Image box annotation records:
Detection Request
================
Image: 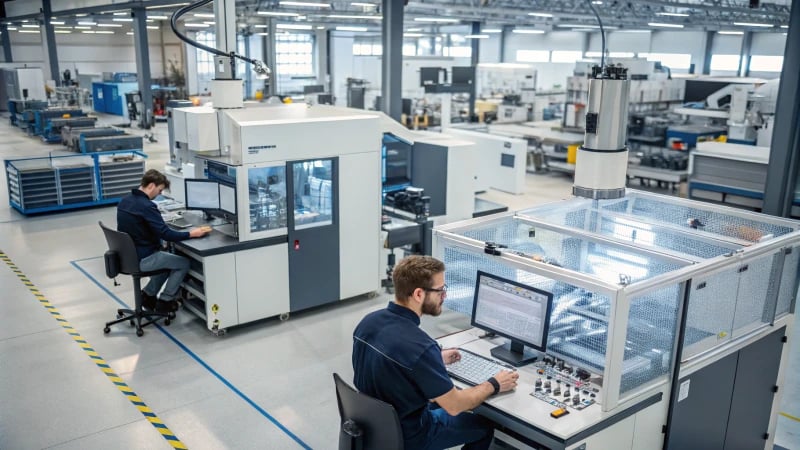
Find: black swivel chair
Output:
[98,222,175,336]
[333,373,403,450]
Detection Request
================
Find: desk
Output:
[438,328,669,450]
[173,230,290,335]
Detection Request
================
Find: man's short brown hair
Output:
[392,255,444,301]
[142,169,169,189]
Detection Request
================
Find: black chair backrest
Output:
[98,222,139,275]
[333,373,403,450]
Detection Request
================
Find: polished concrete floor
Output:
[0,110,800,450]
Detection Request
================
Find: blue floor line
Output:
[70,257,312,450]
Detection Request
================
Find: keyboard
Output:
[445,348,514,386]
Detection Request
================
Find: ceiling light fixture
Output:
[648,22,683,28]
[336,27,369,32]
[279,2,331,8]
[325,14,383,20]
[256,11,300,17]
[733,22,774,28]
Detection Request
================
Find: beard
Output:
[422,292,444,317]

REQUIRED WORK: Edit every row above so that each "Output" becomes "Result", keeping everything else unchanged. Leave the picture out of your answer.

OUTPUT BELOW:
Detection Request
================
Image: 
Find: black swivel chair
Result:
[98,222,175,336]
[333,373,403,450]
Detection Request
================
Find: desk
Result:
[438,328,669,450]
[173,230,290,335]
Detection Request
================
Find: man's short brown hair
Result:
[392,255,444,301]
[142,169,169,189]
Detection Request
================
Find: black chair backrest
Result:
[98,222,139,275]
[333,373,403,450]
Detection Request
================
Find: polished concrete floor
Result:
[0,110,800,450]
Detection Request
================
Find: blue floor line
Result:
[70,257,312,450]
Detection Request
================
Find: keyboard
Result:
[445,348,514,386]
Detection Request
================
Find: ceiling light fixture
Result:
[648,22,683,28]
[336,27,369,32]
[279,2,331,8]
[325,14,383,20]
[256,11,300,17]
[733,22,774,28]
Detection Request
================
Find: beard
Result:
[422,292,444,317]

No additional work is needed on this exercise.